Provided entries:
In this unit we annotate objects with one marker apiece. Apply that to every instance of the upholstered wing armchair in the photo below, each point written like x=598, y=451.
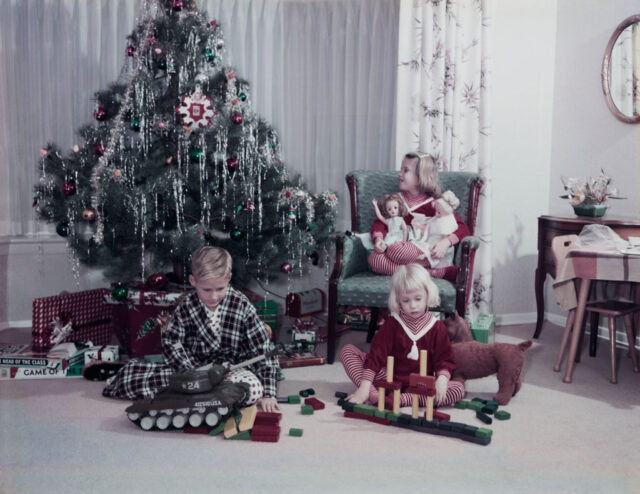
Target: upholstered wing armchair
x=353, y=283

---

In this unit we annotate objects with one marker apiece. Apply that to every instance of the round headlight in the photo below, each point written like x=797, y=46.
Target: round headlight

---

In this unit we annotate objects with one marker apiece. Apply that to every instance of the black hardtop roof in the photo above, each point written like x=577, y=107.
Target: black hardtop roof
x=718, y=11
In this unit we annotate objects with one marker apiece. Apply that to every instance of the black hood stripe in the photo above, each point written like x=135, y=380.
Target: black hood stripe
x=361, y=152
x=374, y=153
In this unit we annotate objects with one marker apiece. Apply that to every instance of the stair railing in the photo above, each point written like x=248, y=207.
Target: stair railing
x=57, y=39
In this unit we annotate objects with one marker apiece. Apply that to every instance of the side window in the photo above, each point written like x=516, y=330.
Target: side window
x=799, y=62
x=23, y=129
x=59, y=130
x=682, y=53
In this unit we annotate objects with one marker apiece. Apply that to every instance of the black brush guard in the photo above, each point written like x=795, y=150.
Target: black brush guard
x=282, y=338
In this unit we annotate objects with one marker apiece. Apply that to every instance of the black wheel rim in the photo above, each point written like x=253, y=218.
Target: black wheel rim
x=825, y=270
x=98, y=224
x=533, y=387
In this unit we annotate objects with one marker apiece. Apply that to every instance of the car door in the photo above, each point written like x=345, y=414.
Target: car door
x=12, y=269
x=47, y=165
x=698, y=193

Your assignment: Each line above that contains "round" must be copied out.

Answer to this problem:
In this unit we annotate objects with one marker apiece. Apply that to every instance of the round headlight in the photo below, each point written like x=797, y=46.
Target: round headlight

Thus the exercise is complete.